#### THE TASK
According to the forum thread about Mail.app's mail format, where are the individual email message files found?

#### GIVEN PASSAGE
● ● ●
# format of mail.app's mail isn't mbox?!?!??!??!?!



## toisanji (May 20, 2002)

I'm trying to read mail.app's mail with mail(not pine or other client, only mail), but I can't seem to read the files in ~/Library/Mail/* I thoguht that mboxes were stored as plain text, but those files are all binary, how can I read the mail with the command line?
Can someone please give me an example of reading mail.app's mail with /usr/bin/mail?
Here are some useful discussions I found. One says mail.app's mail is mbox, antoher says it sint. I think it isn't. http://forums.macnn.com/cgi-bin/ultimatebb.cgi?ubb=get_topic&f=1&t=001606 http://forums.macnn.com/cgi-bin/ultimatebb.cgi?ubb=get_topic&f=1&t=001793
TIA
Jason


----------



## lethe (May 20, 2002)

mail.app stores email messages in plain text format, but each email is a seperate file, making it impossible, or at least impractical to use mail to read them.  you can find these files inside the .mbox package corresponding to your mailbox


----------



## howardm4 (May 20, 2002)

On my system, its in std mbox flat single
file format and all I needed to do was
kick off mutt (my preferred client).
● ● ●
Dataset rows showing where objects appear:
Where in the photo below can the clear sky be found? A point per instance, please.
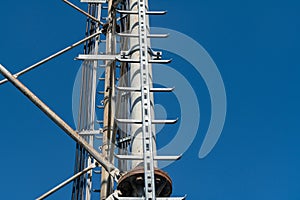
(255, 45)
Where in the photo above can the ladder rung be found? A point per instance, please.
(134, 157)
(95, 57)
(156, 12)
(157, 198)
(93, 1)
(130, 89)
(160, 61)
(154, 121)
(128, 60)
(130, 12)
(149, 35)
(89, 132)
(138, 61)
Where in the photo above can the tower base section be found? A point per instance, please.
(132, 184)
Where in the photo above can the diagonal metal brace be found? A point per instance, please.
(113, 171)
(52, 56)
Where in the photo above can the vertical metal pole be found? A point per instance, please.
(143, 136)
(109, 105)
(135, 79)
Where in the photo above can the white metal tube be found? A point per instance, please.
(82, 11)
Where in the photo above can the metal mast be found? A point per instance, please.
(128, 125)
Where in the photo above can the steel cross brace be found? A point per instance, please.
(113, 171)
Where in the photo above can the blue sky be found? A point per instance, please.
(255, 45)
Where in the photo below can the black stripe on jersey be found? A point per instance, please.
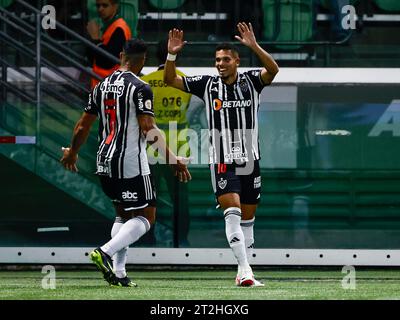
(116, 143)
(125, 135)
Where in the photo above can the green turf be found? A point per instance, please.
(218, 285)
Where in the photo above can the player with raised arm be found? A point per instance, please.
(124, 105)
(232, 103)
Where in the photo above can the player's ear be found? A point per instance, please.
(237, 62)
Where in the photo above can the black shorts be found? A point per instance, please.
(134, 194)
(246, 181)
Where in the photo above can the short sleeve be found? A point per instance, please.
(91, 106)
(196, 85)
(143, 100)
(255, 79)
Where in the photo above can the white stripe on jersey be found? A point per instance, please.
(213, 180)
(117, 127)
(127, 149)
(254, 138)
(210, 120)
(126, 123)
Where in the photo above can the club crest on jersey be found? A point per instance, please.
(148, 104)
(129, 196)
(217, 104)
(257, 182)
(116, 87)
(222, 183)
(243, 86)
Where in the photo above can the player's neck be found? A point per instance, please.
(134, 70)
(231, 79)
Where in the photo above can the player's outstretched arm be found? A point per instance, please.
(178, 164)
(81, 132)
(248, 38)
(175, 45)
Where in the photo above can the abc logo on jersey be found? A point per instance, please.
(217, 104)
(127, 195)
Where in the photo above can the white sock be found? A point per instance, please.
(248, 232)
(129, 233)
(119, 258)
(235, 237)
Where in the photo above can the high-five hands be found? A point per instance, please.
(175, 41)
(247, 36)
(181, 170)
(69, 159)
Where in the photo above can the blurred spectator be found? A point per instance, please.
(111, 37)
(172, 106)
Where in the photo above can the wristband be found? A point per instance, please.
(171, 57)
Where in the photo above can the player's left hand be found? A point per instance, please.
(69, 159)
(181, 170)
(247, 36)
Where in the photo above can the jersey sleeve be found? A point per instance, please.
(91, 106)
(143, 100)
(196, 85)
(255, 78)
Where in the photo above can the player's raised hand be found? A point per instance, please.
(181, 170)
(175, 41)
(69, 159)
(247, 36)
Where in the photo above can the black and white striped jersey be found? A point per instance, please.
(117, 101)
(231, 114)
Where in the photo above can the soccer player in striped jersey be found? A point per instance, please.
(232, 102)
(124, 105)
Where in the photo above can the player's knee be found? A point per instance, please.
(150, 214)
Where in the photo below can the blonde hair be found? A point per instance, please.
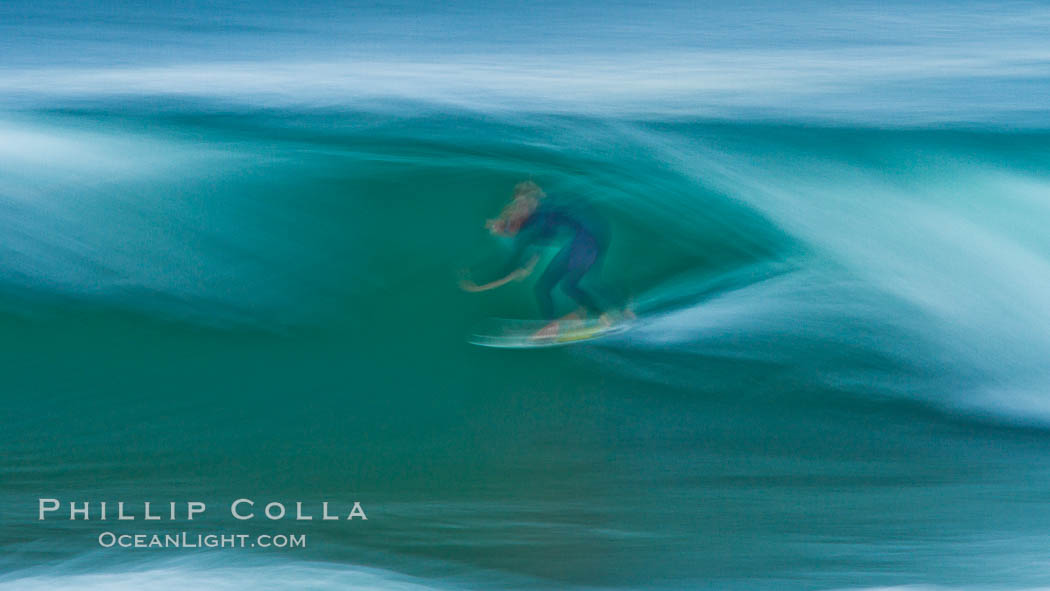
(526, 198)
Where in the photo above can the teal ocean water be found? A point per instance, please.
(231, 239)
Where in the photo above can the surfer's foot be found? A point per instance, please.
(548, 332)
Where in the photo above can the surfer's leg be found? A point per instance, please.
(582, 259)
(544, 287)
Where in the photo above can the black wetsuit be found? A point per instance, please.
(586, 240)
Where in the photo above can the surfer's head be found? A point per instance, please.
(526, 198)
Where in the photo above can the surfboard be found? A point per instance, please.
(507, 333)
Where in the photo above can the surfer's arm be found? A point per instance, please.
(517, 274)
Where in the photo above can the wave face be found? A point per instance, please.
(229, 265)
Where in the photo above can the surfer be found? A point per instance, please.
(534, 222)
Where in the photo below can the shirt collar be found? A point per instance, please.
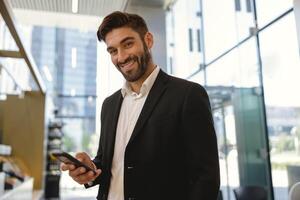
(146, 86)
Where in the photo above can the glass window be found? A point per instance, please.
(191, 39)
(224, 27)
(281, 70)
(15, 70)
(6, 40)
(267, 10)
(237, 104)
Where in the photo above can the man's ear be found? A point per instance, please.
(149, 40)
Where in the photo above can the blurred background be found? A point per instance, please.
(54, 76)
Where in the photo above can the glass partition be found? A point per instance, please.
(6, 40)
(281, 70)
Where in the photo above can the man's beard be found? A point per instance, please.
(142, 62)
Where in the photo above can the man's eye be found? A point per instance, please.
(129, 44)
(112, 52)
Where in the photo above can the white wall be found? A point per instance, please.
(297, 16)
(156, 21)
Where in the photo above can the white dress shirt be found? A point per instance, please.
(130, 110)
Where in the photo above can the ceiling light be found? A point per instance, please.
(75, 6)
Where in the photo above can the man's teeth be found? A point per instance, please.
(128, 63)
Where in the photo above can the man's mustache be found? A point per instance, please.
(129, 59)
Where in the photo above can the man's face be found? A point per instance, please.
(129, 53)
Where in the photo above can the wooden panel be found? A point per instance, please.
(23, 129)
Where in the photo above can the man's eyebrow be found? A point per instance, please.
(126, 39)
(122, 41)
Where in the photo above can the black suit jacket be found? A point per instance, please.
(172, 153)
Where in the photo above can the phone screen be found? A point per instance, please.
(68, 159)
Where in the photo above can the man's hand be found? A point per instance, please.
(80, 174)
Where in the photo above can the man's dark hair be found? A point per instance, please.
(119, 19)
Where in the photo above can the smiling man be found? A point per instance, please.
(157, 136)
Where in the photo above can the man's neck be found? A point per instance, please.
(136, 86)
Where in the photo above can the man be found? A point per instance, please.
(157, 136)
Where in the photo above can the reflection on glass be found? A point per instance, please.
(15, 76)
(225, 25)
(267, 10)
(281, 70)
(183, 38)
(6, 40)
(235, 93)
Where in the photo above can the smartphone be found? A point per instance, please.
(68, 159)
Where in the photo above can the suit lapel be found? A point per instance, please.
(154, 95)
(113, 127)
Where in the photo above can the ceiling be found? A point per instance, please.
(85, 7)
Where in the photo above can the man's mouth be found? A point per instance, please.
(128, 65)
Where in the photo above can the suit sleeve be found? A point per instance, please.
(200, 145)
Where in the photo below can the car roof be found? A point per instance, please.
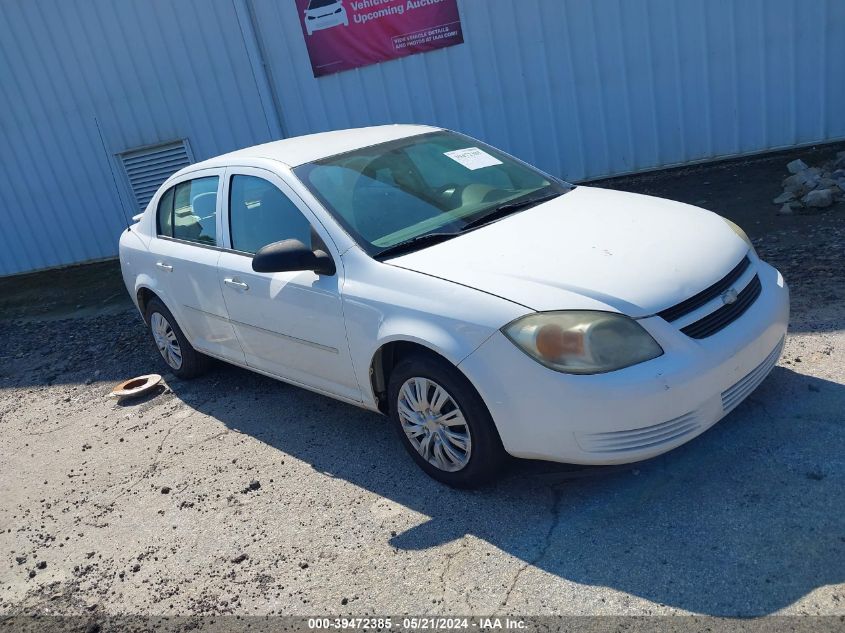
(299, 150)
● ● ●
#### RESULT
Inside the .mbox package for the corresponding mailbox.